*What is expected*: Look through the records below for lines containing the string "body", and report how many there are, nothing else.

[Saved data entries]
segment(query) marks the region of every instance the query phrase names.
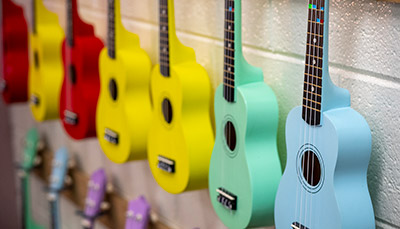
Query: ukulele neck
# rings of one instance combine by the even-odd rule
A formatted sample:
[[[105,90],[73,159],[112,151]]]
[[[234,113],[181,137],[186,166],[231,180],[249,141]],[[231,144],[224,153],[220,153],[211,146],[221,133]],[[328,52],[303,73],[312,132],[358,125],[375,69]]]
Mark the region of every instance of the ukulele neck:
[[[323,80],[327,71],[328,0],[309,0],[302,118],[309,125],[321,123]]]

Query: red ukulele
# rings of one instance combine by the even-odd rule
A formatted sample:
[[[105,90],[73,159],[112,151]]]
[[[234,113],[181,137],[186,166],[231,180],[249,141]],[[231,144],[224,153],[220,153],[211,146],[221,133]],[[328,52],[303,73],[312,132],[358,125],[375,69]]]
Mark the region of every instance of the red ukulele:
[[[22,7],[2,0],[0,91],[5,103],[28,100],[28,26]]]
[[[77,0],[66,3],[60,119],[72,138],[83,139],[96,136],[96,106],[100,91],[98,60],[104,45],[95,37],[93,26],[79,18]]]

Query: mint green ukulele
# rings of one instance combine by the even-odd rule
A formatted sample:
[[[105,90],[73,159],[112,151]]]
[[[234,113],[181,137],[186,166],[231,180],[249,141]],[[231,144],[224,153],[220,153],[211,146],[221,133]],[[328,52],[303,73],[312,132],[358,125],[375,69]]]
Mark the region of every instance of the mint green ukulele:
[[[261,69],[242,54],[241,0],[225,0],[224,80],[215,94],[216,140],[209,191],[229,228],[273,225],[282,175],[278,103]]]
[[[43,229],[33,220],[30,198],[30,172],[35,166],[36,152],[39,145],[39,133],[35,128],[30,129],[25,137],[24,159],[20,166],[21,170],[21,199],[22,199],[22,228]]]

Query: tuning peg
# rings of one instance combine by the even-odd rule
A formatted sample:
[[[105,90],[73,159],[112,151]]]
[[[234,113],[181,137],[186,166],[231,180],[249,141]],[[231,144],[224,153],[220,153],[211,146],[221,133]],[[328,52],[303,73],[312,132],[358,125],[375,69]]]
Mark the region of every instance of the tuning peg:
[[[33,160],[33,165],[36,167],[39,166],[41,163],[42,163],[42,157],[36,156],[35,159]]]
[[[81,225],[82,225],[84,228],[91,228],[91,227],[92,227],[92,223],[91,223],[90,220],[88,220],[88,219],[82,219]]]
[[[73,169],[76,166],[76,161],[74,159],[71,159],[68,161],[68,169]]]
[[[19,169],[17,174],[18,174],[18,177],[20,177],[20,178],[26,176],[26,172],[23,169]]]
[[[109,209],[110,209],[110,203],[109,202],[107,202],[107,201],[103,201],[103,202],[101,202],[101,204],[100,204],[100,209],[102,210],[102,211],[108,211]]]
[[[55,199],[56,199],[56,194],[55,193],[49,192],[47,194],[47,200],[48,201],[54,201]]]
[[[114,192],[114,185],[112,185],[111,183],[108,183],[106,186],[106,192],[107,192],[107,194]]]
[[[158,222],[158,220],[159,220],[159,218],[158,218],[157,213],[150,212],[150,221],[153,223],[156,223],[156,222]]]
[[[43,140],[40,140],[40,141],[37,143],[36,150],[37,150],[38,152],[41,152],[41,151],[43,151],[45,148],[46,148],[46,144],[44,143]]]
[[[64,178],[64,184],[65,186],[69,187],[74,183],[74,181],[72,180],[72,177],[69,175],[66,175]]]

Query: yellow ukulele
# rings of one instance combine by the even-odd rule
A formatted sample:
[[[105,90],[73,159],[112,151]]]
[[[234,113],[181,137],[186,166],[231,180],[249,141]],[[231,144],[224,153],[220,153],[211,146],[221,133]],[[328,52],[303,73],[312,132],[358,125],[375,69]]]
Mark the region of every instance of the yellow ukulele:
[[[31,64],[28,83],[31,110],[37,121],[59,117],[63,39],[64,31],[58,24],[57,15],[48,11],[42,0],[32,0]]]
[[[181,193],[207,187],[214,144],[212,88],[193,49],[183,46],[174,25],[173,0],[160,0],[160,64],[151,76],[153,119],[148,159],[158,184]]]
[[[115,163],[145,159],[150,125],[151,61],[139,37],[122,25],[120,1],[108,0],[107,48],[100,54],[96,131]]]

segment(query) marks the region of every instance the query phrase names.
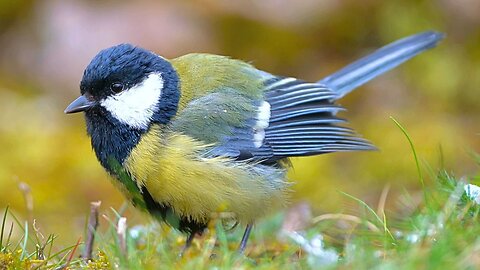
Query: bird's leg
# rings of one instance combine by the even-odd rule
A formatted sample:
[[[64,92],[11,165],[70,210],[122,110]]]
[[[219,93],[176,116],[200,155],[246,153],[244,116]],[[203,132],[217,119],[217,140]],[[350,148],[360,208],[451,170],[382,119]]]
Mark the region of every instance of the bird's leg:
[[[242,241],[240,242],[240,246],[238,247],[238,252],[242,253],[245,251],[247,247],[248,237],[250,236],[250,232],[252,231],[253,224],[247,224],[245,228],[245,232],[243,233]]]
[[[185,245],[182,247],[182,250],[180,251],[180,254],[178,254],[178,257],[183,257],[183,254],[185,254],[187,249],[190,248],[193,238],[195,238],[195,234],[197,233],[193,231],[188,235],[187,240],[185,241]]]

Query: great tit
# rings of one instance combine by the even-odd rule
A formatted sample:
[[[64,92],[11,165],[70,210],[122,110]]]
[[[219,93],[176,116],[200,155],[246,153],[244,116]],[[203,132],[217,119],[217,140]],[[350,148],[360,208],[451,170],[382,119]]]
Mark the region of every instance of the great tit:
[[[254,221],[285,204],[289,157],[374,149],[335,101],[442,38],[409,36],[313,83],[120,44],[93,58],[65,113],[85,113],[101,165],[133,205],[188,233],[185,247],[213,213],[229,212],[246,225],[243,251]]]

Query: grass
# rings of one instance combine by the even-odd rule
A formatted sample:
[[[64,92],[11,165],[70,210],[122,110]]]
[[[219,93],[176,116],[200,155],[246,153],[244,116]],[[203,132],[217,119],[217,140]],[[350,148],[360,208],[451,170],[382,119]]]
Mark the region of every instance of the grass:
[[[8,226],[8,230],[7,216],[14,220]],[[35,228],[35,223],[31,225],[29,226],[28,222],[22,225],[12,213],[9,213],[8,207],[5,209],[0,231],[0,269],[62,269],[80,262],[73,257],[80,241],[67,248],[54,248],[56,236],[45,237]],[[17,242],[12,239],[14,227],[23,232]],[[29,227],[33,227],[33,235],[29,232]]]
[[[414,208],[408,215],[392,213],[387,219],[346,194],[346,200],[358,203],[361,215],[314,218],[318,222],[306,230],[283,232],[279,240],[285,215],[277,214],[257,224],[248,256],[235,251],[242,231],[228,232],[219,221],[194,240],[183,258],[177,255],[184,235],[156,223],[130,227],[124,251],[115,225],[121,215],[112,211],[109,229],[95,235],[94,259],[85,262],[78,258],[80,242],[57,250],[55,236],[38,237],[19,221],[13,226],[24,232],[23,237],[13,242],[12,225],[5,223],[7,215],[12,216],[7,210],[1,226],[0,269],[477,269],[480,207],[465,192],[464,182],[445,171],[434,180],[425,187],[428,206],[415,207],[418,202],[403,198],[411,203],[406,208]]]
[[[80,240],[59,248],[54,235],[44,237],[7,208],[1,223],[0,269],[480,268],[480,206],[475,202],[478,194],[465,186],[479,179],[458,179],[444,170],[422,175],[412,140],[395,123],[412,147],[423,195],[405,192],[397,199],[401,202],[398,212],[385,213],[388,188],[377,210],[342,193],[345,200],[358,205],[352,213],[311,218],[299,231],[282,229],[288,214],[267,218],[256,224],[247,256],[235,251],[242,230],[228,231],[220,219],[214,219],[207,232],[179,258],[184,235],[151,223],[128,227],[123,238],[117,227],[122,212],[112,210],[107,218],[109,229],[95,234],[93,259],[84,261],[78,257],[84,249]],[[472,156],[480,163],[478,155]],[[6,222],[8,217],[12,224]],[[17,241],[11,237],[13,227],[23,231]]]

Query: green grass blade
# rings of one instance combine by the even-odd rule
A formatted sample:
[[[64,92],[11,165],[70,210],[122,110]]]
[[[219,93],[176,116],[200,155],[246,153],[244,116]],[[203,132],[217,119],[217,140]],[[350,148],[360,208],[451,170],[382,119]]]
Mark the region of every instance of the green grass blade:
[[[395,125],[402,131],[403,135],[408,140],[408,143],[410,144],[410,148],[412,149],[413,153],[413,158],[415,159],[415,165],[417,167],[417,172],[418,172],[418,177],[420,178],[420,183],[422,184],[422,188],[425,189],[425,181],[423,180],[423,175],[422,175],[422,170],[420,169],[420,162],[418,162],[418,157],[417,157],[417,151],[415,150],[415,146],[413,145],[413,141],[410,138],[410,135],[408,134],[407,130],[395,119],[393,116],[390,116],[390,119],[395,123]]]
[[[382,224],[382,227],[384,228],[385,232],[388,234],[388,236],[390,236],[390,238],[392,238],[393,241],[396,241],[395,237],[393,236],[393,234],[390,232],[390,230],[387,228],[387,225],[386,225],[386,222],[384,222],[379,216],[378,214],[370,207],[368,206],[368,204],[366,204],[364,201],[360,200],[359,198],[355,197],[355,196],[352,196],[346,192],[343,192],[343,191],[340,191],[340,193],[342,193],[343,195],[349,197],[350,199],[358,202],[359,204],[361,204],[362,206],[364,206],[376,219],[377,221]]]
[[[5,222],[7,222],[8,205],[3,213],[2,229],[0,230],[0,252],[3,251],[3,233],[5,232]]]
[[[8,231],[8,237],[7,241],[5,242],[5,251],[10,246],[10,241],[12,239],[12,234],[13,234],[13,222],[10,224],[10,230]]]
[[[25,259],[25,255],[27,254],[27,243],[28,243],[28,221],[25,221],[25,237],[23,238],[23,245],[22,245],[22,255],[20,255],[20,260]]]

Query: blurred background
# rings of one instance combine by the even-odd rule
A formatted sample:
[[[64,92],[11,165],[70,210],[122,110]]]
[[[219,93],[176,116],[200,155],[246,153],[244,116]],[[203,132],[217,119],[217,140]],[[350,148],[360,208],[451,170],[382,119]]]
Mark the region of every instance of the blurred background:
[[[354,203],[339,191],[375,206],[390,186],[395,211],[405,190],[419,194],[410,147],[390,116],[410,133],[427,183],[439,169],[478,172],[480,1],[0,0],[0,210],[9,205],[71,244],[83,235],[90,201],[101,200],[105,212],[122,205],[83,117],[63,113],[100,49],[130,42],[167,58],[209,52],[315,81],[430,29],[447,34],[438,48],[340,101],[348,108],[341,116],[380,151],[293,160],[291,200],[310,202],[315,214],[348,211]],[[127,215],[144,221],[131,207]]]

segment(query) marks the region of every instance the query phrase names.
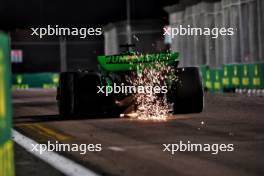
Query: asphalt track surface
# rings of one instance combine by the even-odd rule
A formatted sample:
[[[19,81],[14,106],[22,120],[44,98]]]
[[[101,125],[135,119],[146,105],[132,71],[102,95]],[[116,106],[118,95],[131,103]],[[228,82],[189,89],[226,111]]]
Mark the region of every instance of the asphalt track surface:
[[[205,96],[200,114],[166,122],[58,116],[55,90],[13,92],[14,129],[39,142],[102,144],[101,152],[60,152],[100,175],[264,175],[264,97]],[[233,152],[164,152],[162,144],[234,144]],[[15,146],[17,175],[63,175]],[[67,166],[65,166],[67,167]]]

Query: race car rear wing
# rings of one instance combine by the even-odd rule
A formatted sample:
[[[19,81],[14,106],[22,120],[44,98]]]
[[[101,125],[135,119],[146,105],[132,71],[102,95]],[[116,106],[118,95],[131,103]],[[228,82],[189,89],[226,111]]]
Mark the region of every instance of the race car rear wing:
[[[179,53],[166,52],[158,54],[123,54],[112,56],[98,56],[100,68],[105,71],[130,71],[136,70],[139,65],[147,67],[158,62],[166,62],[168,65],[178,65]]]

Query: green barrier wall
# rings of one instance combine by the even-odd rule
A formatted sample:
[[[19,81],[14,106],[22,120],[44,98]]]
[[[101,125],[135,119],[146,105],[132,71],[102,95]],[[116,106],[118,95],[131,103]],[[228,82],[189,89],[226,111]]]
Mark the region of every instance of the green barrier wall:
[[[200,67],[204,87],[211,92],[264,89],[264,63],[227,64],[222,68]]]
[[[206,77],[206,71],[208,70],[208,66],[207,65],[202,65],[200,66],[200,74],[203,78],[203,85],[206,85],[206,79],[204,79]]]
[[[241,78],[241,87],[243,89],[253,89],[252,84],[252,68],[250,64],[240,64],[239,65],[242,69],[242,78]]]
[[[242,67],[239,64],[230,65],[231,67],[231,85],[234,88],[242,88]]]
[[[223,69],[217,68],[211,70],[212,82],[213,82],[213,91],[214,92],[223,92]]]
[[[9,37],[0,32],[0,176],[13,176]]]
[[[231,65],[224,65],[223,66],[223,78],[222,78],[222,85],[223,89],[228,90],[232,89],[232,67]]]
[[[13,89],[56,88],[58,83],[58,73],[32,73],[12,75]]]
[[[212,82],[212,71],[208,68],[206,71],[205,71],[205,77],[203,78],[205,80],[205,84],[204,84],[204,87],[206,88],[206,90],[209,90],[209,91],[213,91],[213,82]]]
[[[250,83],[253,85],[253,88],[263,89],[264,88],[264,63],[260,64],[250,64]]]
[[[206,90],[222,92],[238,89],[264,89],[264,63],[227,64],[222,68],[200,66],[200,74]],[[12,88],[56,88],[58,73],[13,74]]]

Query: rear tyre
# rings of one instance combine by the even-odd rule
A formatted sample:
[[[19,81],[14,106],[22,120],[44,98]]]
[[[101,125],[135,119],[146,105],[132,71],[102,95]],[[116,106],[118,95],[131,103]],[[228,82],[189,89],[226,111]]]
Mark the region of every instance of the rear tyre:
[[[204,106],[204,92],[197,67],[176,69],[177,81],[172,84],[170,99],[173,113],[199,113]]]
[[[58,109],[61,116],[67,117],[73,114],[74,108],[74,73],[64,72],[60,74],[60,82],[57,91]]]

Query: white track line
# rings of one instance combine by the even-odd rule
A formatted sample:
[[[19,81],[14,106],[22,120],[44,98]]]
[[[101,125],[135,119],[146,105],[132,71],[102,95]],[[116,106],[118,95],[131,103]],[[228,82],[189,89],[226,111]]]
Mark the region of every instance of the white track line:
[[[32,144],[36,145],[37,142],[24,136],[23,134],[13,130],[13,140],[26,149],[31,154],[35,155],[39,159],[50,164],[61,173],[68,176],[98,176],[95,172],[75,163],[72,160],[65,158],[55,152],[44,151],[42,154],[32,151]]]
[[[110,147],[107,147],[109,150],[113,150],[113,151],[115,151],[115,152],[123,152],[123,151],[125,151],[125,149],[124,148],[122,148],[122,147],[116,147],[116,146],[110,146]]]

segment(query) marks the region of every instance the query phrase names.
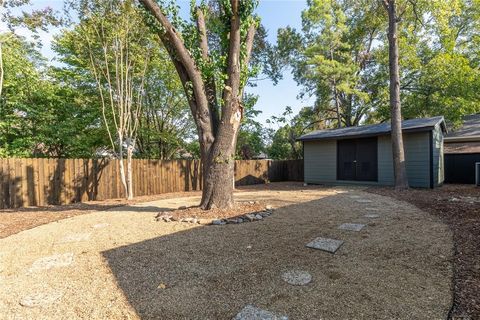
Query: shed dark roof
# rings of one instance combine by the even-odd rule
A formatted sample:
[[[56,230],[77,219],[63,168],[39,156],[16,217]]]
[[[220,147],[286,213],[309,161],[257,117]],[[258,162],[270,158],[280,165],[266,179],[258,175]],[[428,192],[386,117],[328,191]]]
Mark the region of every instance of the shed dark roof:
[[[443,117],[432,117],[422,119],[411,119],[402,121],[402,130],[404,132],[414,131],[430,131],[434,129],[437,124],[441,124],[442,130],[446,132],[445,121]],[[347,127],[332,130],[317,130],[307,133],[300,138],[299,141],[308,140],[327,140],[337,138],[360,138],[360,137],[374,137],[384,134],[389,134],[390,122],[371,124],[357,127]]]
[[[465,116],[462,126],[452,130],[445,136],[445,140],[447,141],[462,141],[475,138],[480,141],[480,113]]]

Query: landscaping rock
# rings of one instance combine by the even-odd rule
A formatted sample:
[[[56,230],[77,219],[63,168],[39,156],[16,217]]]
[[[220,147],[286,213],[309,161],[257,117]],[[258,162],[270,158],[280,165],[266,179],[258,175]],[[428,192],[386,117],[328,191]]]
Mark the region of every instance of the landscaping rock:
[[[285,272],[282,279],[294,286],[304,286],[312,281],[312,275],[307,271],[291,270]]]
[[[257,308],[253,305],[246,305],[234,320],[288,320],[287,316],[276,315],[273,312]]]
[[[342,240],[318,237],[306,244],[307,248],[335,253],[343,245]]]
[[[256,215],[255,215],[255,219],[256,219],[256,220],[262,220],[263,217],[262,217],[261,214],[256,214]]]
[[[250,213],[246,214],[244,217],[250,222],[255,220],[255,216],[253,214],[250,214]]]
[[[229,223],[229,224],[237,224],[238,221],[237,221],[237,219],[227,219],[227,223]]]
[[[212,224],[213,225],[224,225],[226,224],[226,222],[224,220],[220,220],[220,219],[215,219],[215,220],[212,220]]]
[[[273,210],[273,206],[268,204],[268,205],[265,206],[265,210],[269,210],[269,211]]]
[[[180,207],[178,207],[178,210],[185,210],[185,209],[187,209],[187,206],[180,206]]]
[[[379,215],[379,214],[369,213],[369,214],[364,215],[364,217],[365,217],[365,218],[379,218],[380,215]]]

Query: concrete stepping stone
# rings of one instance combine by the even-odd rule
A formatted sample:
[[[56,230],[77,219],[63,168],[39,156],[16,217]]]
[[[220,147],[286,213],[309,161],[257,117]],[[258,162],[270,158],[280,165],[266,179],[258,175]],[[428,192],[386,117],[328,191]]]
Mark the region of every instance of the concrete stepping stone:
[[[312,281],[312,275],[307,271],[290,270],[282,274],[282,279],[294,286],[304,286]]]
[[[91,235],[90,232],[89,233],[72,233],[60,239],[58,243],[87,241],[88,239],[90,239],[90,235]]]
[[[73,253],[55,254],[35,260],[30,272],[49,270],[52,268],[68,267],[73,262]]]
[[[307,243],[306,246],[312,249],[335,253],[342,246],[342,244],[342,240],[318,237],[315,238],[313,241]]]
[[[360,223],[343,223],[338,227],[338,229],[358,232],[362,230],[363,227],[365,227],[365,225]]]
[[[48,290],[23,297],[20,305],[28,308],[43,307],[55,303],[63,297],[63,292]]]
[[[370,203],[370,202],[373,202],[372,200],[368,200],[368,199],[358,199],[357,200],[358,203]]]
[[[352,198],[352,199],[361,199],[362,198],[360,196],[349,196],[349,197]]]
[[[369,213],[369,214],[364,215],[364,217],[365,217],[365,218],[380,218],[380,215],[379,215],[379,214]]]
[[[93,229],[103,229],[108,227],[110,224],[108,223],[97,223],[93,225]]]
[[[372,208],[372,207],[367,207],[365,210],[370,210],[370,211],[378,211],[380,210],[379,208]]]
[[[287,316],[276,315],[253,305],[246,305],[233,320],[288,320]]]

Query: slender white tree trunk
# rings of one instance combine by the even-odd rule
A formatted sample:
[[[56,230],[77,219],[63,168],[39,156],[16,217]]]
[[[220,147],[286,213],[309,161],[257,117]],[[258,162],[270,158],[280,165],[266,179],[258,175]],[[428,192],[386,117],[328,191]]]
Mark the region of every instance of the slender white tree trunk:
[[[120,164],[120,180],[122,181],[123,189],[125,190],[125,197],[128,199],[128,186],[125,175],[125,165],[123,164],[123,139],[121,138],[121,135],[119,135],[118,161]]]
[[[135,143],[132,139],[127,140],[127,199],[133,199],[132,158]]]

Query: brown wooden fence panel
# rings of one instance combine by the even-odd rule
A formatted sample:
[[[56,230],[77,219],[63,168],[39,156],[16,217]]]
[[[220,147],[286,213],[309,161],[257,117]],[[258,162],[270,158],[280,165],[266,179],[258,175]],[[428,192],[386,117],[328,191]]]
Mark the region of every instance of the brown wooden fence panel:
[[[199,160],[133,160],[134,195],[202,187]],[[125,196],[120,161],[109,159],[0,159],[0,208],[68,204]],[[235,185],[303,181],[303,161],[235,161]]]

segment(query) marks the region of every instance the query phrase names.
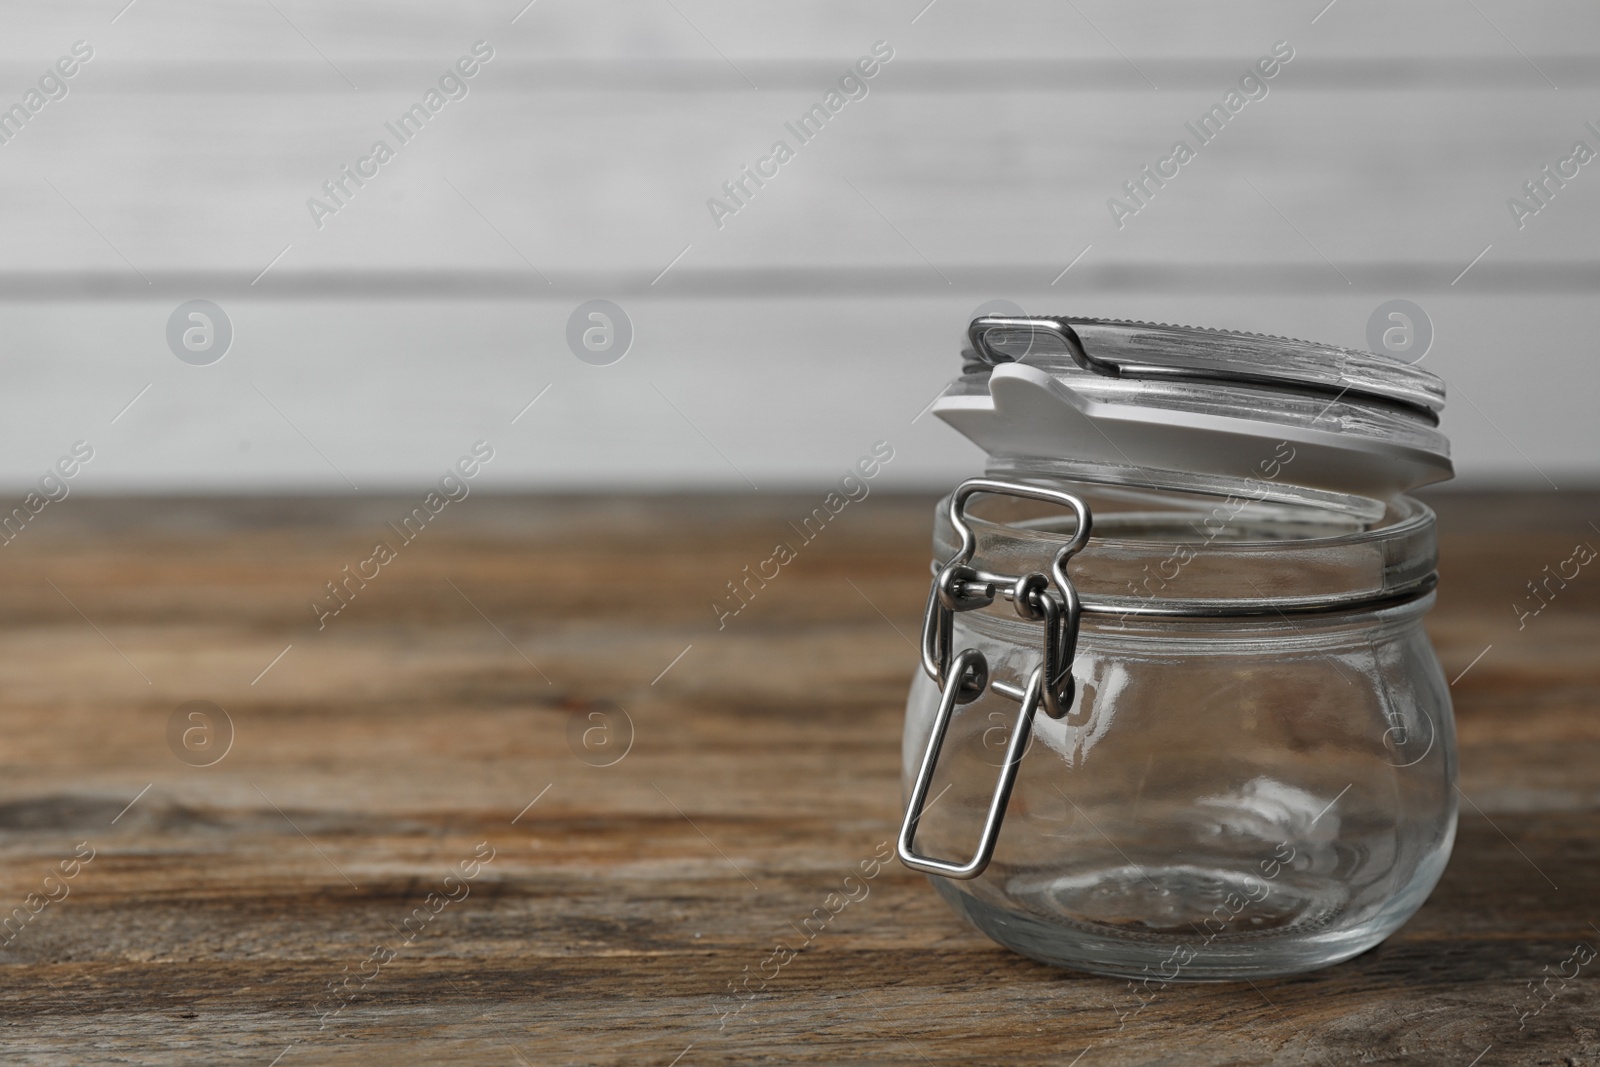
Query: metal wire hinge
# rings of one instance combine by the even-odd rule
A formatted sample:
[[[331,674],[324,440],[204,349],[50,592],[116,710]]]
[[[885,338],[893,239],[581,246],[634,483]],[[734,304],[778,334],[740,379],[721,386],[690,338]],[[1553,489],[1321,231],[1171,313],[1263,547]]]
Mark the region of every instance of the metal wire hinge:
[[[1025,497],[1069,508],[1077,518],[1072,539],[1056,552],[1048,575],[1034,571],[1022,575],[994,574],[972,566],[978,542],[966,521],[967,501],[977,493]],[[1089,507],[1078,497],[1059,489],[1044,489],[1021,482],[995,478],[971,478],[962,482],[950,496],[950,525],[961,537],[961,547],[939,569],[928,591],[928,608],[922,621],[922,669],[939,684],[942,696],[934,715],[922,766],[911,790],[905,821],[900,827],[900,862],[913,870],[947,878],[976,878],[989,865],[994,854],[1000,824],[1005,818],[1011,788],[1017,780],[1034,713],[1042,705],[1045,714],[1059,719],[1072,707],[1077,683],[1072,675],[1072,660],[1077,653],[1078,620],[1083,613],[1078,591],[1067,577],[1067,561],[1089,541]],[[1044,651],[1041,661],[1029,675],[1026,686],[1002,682],[989,676],[988,660],[975,648],[962,650],[953,658],[951,644],[955,616],[959,611],[974,611],[994,603],[996,596],[1011,602],[1019,616],[1044,623]],[[983,832],[973,857],[964,863],[935,859],[919,854],[913,847],[917,824],[927,804],[928,788],[933,783],[939,752],[959,704],[977,700],[985,692],[995,692],[1018,701],[1015,728],[1006,746],[1006,759],[989,799]]]

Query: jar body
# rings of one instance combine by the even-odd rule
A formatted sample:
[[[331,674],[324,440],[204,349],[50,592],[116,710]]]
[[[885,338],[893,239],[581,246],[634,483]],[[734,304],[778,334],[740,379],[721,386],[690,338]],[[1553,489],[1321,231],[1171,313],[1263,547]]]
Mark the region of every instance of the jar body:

*Reply*: 2